Give back all of the material below word for word, leaving out the pictures.

# start of Material

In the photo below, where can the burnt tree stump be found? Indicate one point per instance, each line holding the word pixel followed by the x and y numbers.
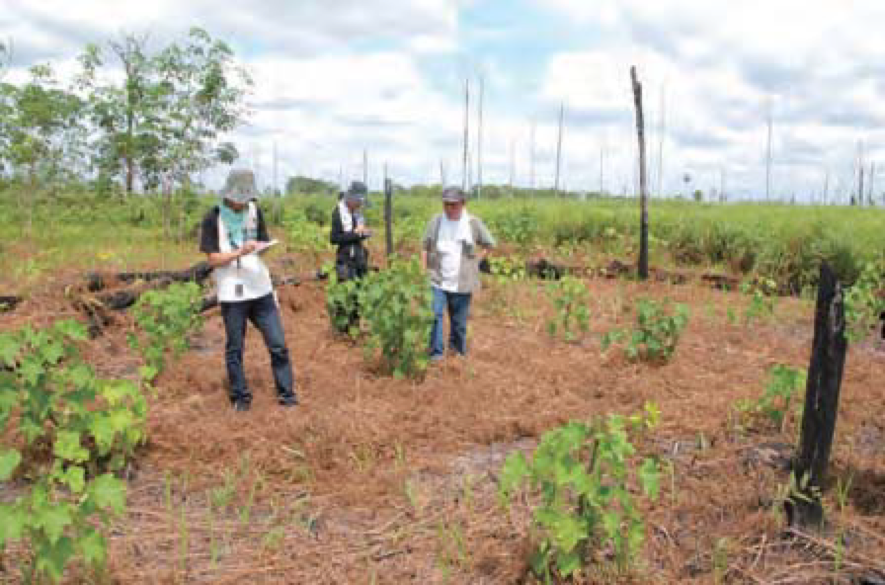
pixel 828 352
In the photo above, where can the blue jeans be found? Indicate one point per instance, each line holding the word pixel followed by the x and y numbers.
pixel 263 313
pixel 458 305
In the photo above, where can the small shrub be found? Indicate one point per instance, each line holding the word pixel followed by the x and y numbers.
pixel 69 431
pixel 166 318
pixel 570 298
pixel 865 302
pixel 656 335
pixel 396 305
pixel 776 404
pixel 581 474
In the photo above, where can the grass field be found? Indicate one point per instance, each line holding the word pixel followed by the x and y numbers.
pixel 377 480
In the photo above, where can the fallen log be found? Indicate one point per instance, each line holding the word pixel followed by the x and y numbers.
pixel 211 301
pixel 97 281
pixel 720 281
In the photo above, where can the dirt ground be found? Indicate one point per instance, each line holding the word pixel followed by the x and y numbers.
pixel 376 480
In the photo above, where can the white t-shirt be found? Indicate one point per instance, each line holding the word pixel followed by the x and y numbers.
pixel 248 274
pixel 449 247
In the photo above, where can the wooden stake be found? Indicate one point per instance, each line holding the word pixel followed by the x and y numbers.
pixel 466 132
pixel 558 148
pixel 828 352
pixel 643 187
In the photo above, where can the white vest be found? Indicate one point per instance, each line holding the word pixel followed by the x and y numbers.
pixel 248 271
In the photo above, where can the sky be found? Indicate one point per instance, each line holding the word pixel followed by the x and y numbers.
pixel 335 78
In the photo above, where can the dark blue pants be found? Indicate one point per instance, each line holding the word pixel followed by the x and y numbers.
pixel 458 305
pixel 264 314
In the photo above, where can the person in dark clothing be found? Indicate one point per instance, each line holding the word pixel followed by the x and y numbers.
pixel 352 258
pixel 233 234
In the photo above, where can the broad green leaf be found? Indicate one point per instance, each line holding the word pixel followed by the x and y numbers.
pixel 52 557
pixel 13 520
pixel 103 432
pixel 107 491
pixel 649 477
pixel 75 477
pixel 9 461
pixel 568 563
pixel 67 446
pixel 94 548
pixel 9 349
pixel 53 519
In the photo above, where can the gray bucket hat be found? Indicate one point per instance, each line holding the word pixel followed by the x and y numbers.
pixel 240 186
pixel 454 194
pixel 356 192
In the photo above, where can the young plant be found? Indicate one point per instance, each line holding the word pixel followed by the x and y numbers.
pixel 865 303
pixel 570 297
pixel 166 319
pixel 656 335
pixel 581 472
pixel 762 297
pixel 68 430
pixel 342 301
pixel 774 406
pixel 397 309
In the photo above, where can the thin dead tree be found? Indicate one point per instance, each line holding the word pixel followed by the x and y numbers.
pixel 768 158
pixel 466 132
pixel 532 157
pixel 826 192
pixel 559 148
pixel 388 215
pixel 601 170
pixel 512 164
pixel 479 139
pixel 662 129
pixel 643 187
pixel 859 199
pixel 366 168
pixel 828 352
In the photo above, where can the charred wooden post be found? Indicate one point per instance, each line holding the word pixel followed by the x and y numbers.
pixel 828 352
pixel 643 187
pixel 388 216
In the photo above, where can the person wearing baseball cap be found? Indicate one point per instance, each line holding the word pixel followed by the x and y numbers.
pixel 231 236
pixel 454 243
pixel 348 233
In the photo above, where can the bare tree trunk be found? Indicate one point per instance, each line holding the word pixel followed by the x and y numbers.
pixel 768 158
pixel 558 148
pixel 828 352
pixel 663 130
pixel 643 188
pixel 512 164
pixel 601 170
pixel 860 173
pixel 388 215
pixel 466 132
pixel 532 157
pixel 826 186
pixel 479 141
pixel 366 168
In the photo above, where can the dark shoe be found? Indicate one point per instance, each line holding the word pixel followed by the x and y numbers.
pixel 288 401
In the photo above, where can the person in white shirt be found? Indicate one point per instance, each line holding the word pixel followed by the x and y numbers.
pixel 453 245
pixel 232 233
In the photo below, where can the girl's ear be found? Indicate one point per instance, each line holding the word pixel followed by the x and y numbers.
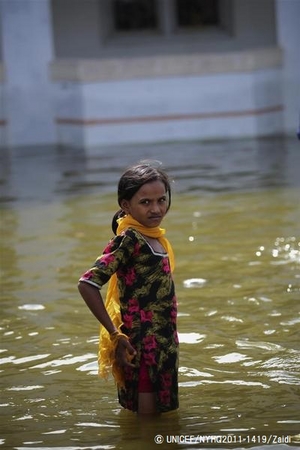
pixel 125 206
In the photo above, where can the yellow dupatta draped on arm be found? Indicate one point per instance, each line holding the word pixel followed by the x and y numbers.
pixel 106 354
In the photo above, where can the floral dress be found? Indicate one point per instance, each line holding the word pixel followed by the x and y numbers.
pixel 148 310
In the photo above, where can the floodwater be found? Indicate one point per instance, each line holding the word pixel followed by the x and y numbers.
pixel 234 226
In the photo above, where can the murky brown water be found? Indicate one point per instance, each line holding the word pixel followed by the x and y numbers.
pixel 234 225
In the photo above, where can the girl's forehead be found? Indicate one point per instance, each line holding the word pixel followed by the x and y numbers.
pixel 153 188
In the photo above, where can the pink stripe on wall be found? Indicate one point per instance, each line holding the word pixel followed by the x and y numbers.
pixel 169 117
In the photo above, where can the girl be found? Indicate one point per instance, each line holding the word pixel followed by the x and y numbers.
pixel 138 338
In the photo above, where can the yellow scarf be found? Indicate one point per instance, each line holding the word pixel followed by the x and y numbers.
pixel 106 354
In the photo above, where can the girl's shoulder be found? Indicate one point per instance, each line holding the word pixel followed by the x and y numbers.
pixel 126 238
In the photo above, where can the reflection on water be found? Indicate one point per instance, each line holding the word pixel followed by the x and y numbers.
pixel 234 225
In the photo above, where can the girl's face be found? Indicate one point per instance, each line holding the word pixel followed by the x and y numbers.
pixel 148 205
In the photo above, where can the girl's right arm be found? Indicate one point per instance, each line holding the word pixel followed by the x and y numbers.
pixel 92 297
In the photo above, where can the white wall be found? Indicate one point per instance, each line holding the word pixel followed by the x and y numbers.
pixel 27 52
pixel 288 29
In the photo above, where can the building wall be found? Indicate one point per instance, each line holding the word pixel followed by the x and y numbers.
pixel 288 19
pixel 186 101
pixel 74 74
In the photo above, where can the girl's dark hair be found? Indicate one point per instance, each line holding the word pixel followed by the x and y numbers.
pixel 133 179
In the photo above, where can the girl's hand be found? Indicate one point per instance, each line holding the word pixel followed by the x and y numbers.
pixel 125 353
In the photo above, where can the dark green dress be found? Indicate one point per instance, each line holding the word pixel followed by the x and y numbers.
pixel 149 312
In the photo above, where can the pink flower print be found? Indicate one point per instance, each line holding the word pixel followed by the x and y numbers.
pixel 130 277
pixel 107 259
pixel 176 338
pixel 166 380
pixel 108 248
pixel 166 265
pixel 149 343
pixel 173 315
pixel 150 359
pixel 127 319
pixel 88 275
pixel 164 397
pixel 136 250
pixel 133 306
pixel 146 316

# end of Material

Exercise solution:
In the photo below, where can the burnt tree stump be found? Indicate one point per instance, each line holding the word pixel followed by the x and y numbers.
pixel 828 352
In the photo above, where can the blue jeans be found? Indicate one point per instance, each line holding the word pixel followed by the x and y numbers.
pixel 263 313
pixel 458 305
In the photo above, where can the small shrub be found? Indicate one point per instance, each line holding the word pixel followed by the x and y numbers.
pixel 69 431
pixel 166 318
pixel 570 298
pixel 865 302
pixel 656 335
pixel 396 305
pixel 776 404
pixel 581 474
In the photo above, where can the grass field be found? Indicate one point per instance, each line holding the word pixel followed by the x and y numbers.
pixel 377 480
In the photo above, where can the fallen log be found? Indicate one point per instance, each line holding the word pixel followed by the x and y numbers.
pixel 211 301
pixel 97 281
pixel 720 281
In the photo above, where can the dirt ground be found? Indicate one point per instance, each line holding the word pixel followed by the x and y numbers.
pixel 376 480
In the photo above, where can the white t-shirt be found? Indicate one point per instance, each line holding the word pixel followed by the x and y numbers.
pixel 248 274
pixel 449 247
In the photo above, where can the wooden stake be found? Indicate one point per instance, each line holding the word pixel followed by the x and y numbers.
pixel 466 132
pixel 558 148
pixel 828 352
pixel 643 187
In the photo above, where can the white vest be found? Indicate one point per instance, each line holding the word pixel followed by the x and y numbers.
pixel 248 271
In the photo above, where can the sky be found? Indicate one point per instance, each line holding the word pixel followed by the x and y numbers.
pixel 335 78
In the photo above, where can the dark blue pants be found? Indicate one point per instance, each line holding the word pixel followed by the x and y numbers.
pixel 458 305
pixel 264 314
In the photo above, where can the person in dark clothing be found? Indicate one point per instance, each line holding the word pixel followed by the x and y numbers.
pixel 352 258
pixel 233 234
In the photo above, where can the broad green leaf be found? Indicate one point per instance, each line holding the word pixel followed by the x and y numbers.
pixel 52 557
pixel 13 520
pixel 103 432
pixel 107 491
pixel 649 477
pixel 75 477
pixel 9 461
pixel 568 563
pixel 67 446
pixel 94 548
pixel 9 349
pixel 53 519
In the photo above, where can the gray bucket hat be found? Indicate one point per instance, each line holding the word pixel followed by the x and y numbers.
pixel 240 186
pixel 454 194
pixel 356 192
In the photo above, where can the young plant be found? Indicate one point per instance, each line holding the word pixel followed by the x and y numbers.
pixel 865 303
pixel 570 297
pixel 166 319
pixel 656 335
pixel 581 472
pixel 762 297
pixel 68 430
pixel 342 301
pixel 774 406
pixel 397 309
In the photo above, where can the thin dead tree be found? Indicate one point per instance, each line holding the word pixel followed by the x and y numbers.
pixel 768 158
pixel 466 132
pixel 532 157
pixel 826 192
pixel 559 148
pixel 388 215
pixel 601 170
pixel 512 164
pixel 479 139
pixel 662 129
pixel 643 187
pixel 859 199
pixel 366 168
pixel 828 352
In the photo above, where can the charred wooden post be found? Indicate one point per instance, each line holding the word pixel followed by the x and y numbers.
pixel 828 352
pixel 643 187
pixel 388 216
In the photo above, where can the person wearing baseball cap be found? Indicate one point per instance, each line holding the word pixel followed by the x and y numbers.
pixel 231 236
pixel 454 243
pixel 348 233
In the photo above, where can the bare tree trunk be found? Indicate one point per instance, each line holding the word pixel followed by the x and y numbers.
pixel 768 158
pixel 558 148
pixel 828 352
pixel 663 130
pixel 643 188
pixel 512 164
pixel 601 170
pixel 860 173
pixel 388 215
pixel 466 132
pixel 532 157
pixel 826 186
pixel 479 141
pixel 366 168
In the photo above, where can the dark shoe be found? Indicate one point per instance, each line holding the word pixel followed by the x and y numbers.
pixel 288 401
In the photo above, where can the person in white shirt be found? Indicate one point per instance, each line holding the word pixel followed by the x and y numbers.
pixel 453 245
pixel 232 233
In the photo below, where can the girl's ear be found? Indicate one point per instance, each line holding the word pixel followed by the x and y numbers.
pixel 125 206
In the photo above, where can the yellow dupatta draped on arm be found? Indicate one point per instance, each line holding the word pixel followed by the x and y numbers.
pixel 106 354
In the photo above, where can the floral dress be found? Indicate one point per instance, each line holding the word pixel followed by the x and y numbers.
pixel 148 310
In the photo above, where can the floodwater be found? Indicate one point per instance, each line holding the word pixel followed by the x and y numbers.
pixel 234 226
In the photo above, where can the murky brown water be found? Indicate one point per instance, each line holding the word pixel followed by the x and y numbers.
pixel 234 225
In the photo above, where can the girl's forehead be found? Indicate one point per instance, each line holding the word pixel followed by the x and y numbers.
pixel 153 188
In the photo above, where can the pink stripe on wall be found? Indicate one point per instance, each line holding the word pixel followed by the x and y numbers.
pixel 169 117
In the photo above, where can the girl be found? Indicate one point per instance, each line holding the word pixel followed by the x and y numbers.
pixel 138 338
In the photo above, where can the yellow scarf be found? Indicate one point per instance, each line holding the word pixel followed by the x and y numbers.
pixel 106 354
In the photo above, where can the girl's shoulder be found? Indicate one point per instance, each line holding the word pixel followed by the x and y numbers.
pixel 126 238
In the photo above, where can the reflection on water be found? Indicate one point per instance, each line holding the word pixel followed by the x and y numbers.
pixel 234 225
In the photo above, where can the girl's face be found? Indicate one point per instance, each line holding the word pixel followed by the x and y numbers.
pixel 148 205
In the photo above, where can the girl's right arm be found? Indicate one point per instance, each line holding the word pixel followed by the x and y numbers.
pixel 92 297
In the photo above, where can the white wall be found? Indicate one point per instance, each line holding the word pixel followed by the x and y numbers.
pixel 27 52
pixel 288 29
In the photo above, where can the building wall be found? Indicate one point per instance, each line holding the word pixel followed by the x and y numbers.
pixel 288 19
pixel 186 101
pixel 74 74
In the photo above, where can the girl's dark hair be found? Indicate one point per instance, each line holding the word pixel followed by the x and y numbers.
pixel 133 179
In the photo above, where can the girl's hand be found? Indicate one point per instance, each line holding the word pixel followed by the x and y numbers.
pixel 125 353
In the photo above, where can the dark green dress be found? Indicate one point per instance, each line holding the word pixel followed by the x and y numbers.
pixel 149 312
In the photo above, where can the pink flower print be found? Indicate one point per instance, each line holding the word pixel followed by the x and y numbers.
pixel 130 277
pixel 107 259
pixel 176 338
pixel 166 380
pixel 108 248
pixel 166 265
pixel 149 343
pixel 173 315
pixel 150 359
pixel 127 319
pixel 88 275
pixel 164 397
pixel 136 250
pixel 133 306
pixel 146 316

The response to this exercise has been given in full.